[Pointing and labeling entries]
'''

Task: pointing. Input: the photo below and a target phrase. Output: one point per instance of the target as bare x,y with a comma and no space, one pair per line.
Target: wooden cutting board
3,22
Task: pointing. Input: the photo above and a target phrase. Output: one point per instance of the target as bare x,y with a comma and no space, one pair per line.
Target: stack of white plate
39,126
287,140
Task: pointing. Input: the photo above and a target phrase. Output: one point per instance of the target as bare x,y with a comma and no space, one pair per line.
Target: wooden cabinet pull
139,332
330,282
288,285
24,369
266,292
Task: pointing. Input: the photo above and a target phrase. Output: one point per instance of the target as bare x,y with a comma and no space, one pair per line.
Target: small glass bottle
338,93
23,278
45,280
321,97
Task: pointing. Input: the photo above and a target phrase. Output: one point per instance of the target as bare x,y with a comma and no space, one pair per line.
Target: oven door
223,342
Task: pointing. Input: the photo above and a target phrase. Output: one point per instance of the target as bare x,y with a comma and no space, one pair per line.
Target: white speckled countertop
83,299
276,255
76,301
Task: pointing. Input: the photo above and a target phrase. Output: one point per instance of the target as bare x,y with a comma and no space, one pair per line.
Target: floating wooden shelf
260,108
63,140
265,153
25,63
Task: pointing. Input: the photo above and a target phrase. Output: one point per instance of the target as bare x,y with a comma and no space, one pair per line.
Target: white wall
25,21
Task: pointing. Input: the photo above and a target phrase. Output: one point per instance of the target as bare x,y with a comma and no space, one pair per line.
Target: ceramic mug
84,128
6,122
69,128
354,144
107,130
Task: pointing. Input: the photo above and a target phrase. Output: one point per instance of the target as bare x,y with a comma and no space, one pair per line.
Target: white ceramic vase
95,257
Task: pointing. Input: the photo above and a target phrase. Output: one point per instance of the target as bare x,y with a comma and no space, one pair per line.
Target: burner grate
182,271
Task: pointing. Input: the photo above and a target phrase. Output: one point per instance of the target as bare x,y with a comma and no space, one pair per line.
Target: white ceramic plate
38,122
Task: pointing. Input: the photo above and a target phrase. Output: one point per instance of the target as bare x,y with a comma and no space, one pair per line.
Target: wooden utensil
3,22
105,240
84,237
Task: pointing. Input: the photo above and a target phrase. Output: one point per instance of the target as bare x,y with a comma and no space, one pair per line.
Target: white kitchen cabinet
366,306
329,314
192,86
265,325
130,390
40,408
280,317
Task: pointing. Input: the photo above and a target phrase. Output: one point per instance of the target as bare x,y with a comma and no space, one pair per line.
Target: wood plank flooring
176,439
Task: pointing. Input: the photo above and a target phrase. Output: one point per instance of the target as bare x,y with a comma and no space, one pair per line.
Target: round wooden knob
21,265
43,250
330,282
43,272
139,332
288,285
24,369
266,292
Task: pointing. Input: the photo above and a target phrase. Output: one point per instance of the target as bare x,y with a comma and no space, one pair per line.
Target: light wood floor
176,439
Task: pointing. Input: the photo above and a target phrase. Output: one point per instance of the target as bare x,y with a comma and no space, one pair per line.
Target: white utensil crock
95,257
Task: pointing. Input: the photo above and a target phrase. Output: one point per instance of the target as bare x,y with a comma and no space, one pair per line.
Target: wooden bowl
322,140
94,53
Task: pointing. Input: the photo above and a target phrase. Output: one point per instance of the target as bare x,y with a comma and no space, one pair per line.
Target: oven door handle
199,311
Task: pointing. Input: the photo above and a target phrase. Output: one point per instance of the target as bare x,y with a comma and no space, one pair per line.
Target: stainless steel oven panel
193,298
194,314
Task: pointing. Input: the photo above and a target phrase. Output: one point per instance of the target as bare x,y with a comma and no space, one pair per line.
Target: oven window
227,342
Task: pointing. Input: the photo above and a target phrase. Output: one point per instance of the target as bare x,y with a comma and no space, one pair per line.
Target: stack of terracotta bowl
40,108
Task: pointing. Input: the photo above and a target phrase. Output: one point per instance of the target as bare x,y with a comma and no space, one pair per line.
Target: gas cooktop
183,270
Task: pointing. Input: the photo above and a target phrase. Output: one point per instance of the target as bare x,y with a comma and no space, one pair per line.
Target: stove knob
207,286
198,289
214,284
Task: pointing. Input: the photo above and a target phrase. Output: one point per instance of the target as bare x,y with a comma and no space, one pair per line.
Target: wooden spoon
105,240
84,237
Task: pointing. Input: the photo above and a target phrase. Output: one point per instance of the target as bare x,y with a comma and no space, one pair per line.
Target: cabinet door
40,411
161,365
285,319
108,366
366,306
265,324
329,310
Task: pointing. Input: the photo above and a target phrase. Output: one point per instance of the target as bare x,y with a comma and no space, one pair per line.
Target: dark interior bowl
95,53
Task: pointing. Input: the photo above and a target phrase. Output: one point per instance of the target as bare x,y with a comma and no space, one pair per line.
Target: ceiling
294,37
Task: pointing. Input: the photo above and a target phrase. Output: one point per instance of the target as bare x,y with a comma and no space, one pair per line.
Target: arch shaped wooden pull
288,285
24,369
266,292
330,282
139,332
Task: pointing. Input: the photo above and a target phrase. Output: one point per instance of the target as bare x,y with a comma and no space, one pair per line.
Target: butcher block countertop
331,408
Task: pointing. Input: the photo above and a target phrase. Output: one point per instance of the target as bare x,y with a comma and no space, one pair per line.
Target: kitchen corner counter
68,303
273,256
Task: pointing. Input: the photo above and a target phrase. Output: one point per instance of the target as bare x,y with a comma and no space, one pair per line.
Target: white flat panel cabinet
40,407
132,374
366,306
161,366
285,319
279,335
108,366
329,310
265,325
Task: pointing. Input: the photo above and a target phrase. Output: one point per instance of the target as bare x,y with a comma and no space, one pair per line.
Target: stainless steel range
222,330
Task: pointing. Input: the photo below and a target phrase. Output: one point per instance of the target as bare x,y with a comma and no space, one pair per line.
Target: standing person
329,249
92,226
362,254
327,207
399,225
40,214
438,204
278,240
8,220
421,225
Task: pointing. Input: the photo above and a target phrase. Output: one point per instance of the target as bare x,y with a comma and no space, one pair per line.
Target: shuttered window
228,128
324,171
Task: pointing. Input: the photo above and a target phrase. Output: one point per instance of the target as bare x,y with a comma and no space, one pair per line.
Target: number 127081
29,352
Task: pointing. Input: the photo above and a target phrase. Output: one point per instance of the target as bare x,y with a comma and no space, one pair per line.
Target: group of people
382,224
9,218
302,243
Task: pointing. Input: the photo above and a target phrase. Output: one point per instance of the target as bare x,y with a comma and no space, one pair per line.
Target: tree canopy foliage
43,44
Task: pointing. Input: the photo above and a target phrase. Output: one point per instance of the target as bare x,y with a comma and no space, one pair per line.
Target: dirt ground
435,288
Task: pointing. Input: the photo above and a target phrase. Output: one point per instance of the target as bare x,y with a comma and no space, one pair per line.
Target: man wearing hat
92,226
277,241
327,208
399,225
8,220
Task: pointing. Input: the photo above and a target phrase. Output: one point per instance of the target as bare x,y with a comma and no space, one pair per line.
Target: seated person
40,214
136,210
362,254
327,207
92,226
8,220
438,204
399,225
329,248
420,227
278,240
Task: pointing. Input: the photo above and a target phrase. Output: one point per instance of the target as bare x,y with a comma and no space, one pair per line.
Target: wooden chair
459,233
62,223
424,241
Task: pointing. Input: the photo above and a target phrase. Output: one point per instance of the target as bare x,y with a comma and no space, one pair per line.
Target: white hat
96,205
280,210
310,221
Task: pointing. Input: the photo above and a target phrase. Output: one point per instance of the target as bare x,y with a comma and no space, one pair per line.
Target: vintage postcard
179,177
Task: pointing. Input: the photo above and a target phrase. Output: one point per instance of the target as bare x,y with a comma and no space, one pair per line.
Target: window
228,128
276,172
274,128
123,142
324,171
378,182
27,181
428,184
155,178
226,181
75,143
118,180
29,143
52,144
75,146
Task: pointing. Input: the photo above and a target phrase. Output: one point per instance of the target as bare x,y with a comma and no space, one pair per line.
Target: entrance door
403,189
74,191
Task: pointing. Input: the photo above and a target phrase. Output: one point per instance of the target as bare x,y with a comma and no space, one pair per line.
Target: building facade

'''

Objective:
List each line of the material above that contains the string "door", copying every line in full. Matching is case-sensitive.

Answer in full:
Target: oven door
Target: oven door handle
Target: cabinet door
Target: entrance door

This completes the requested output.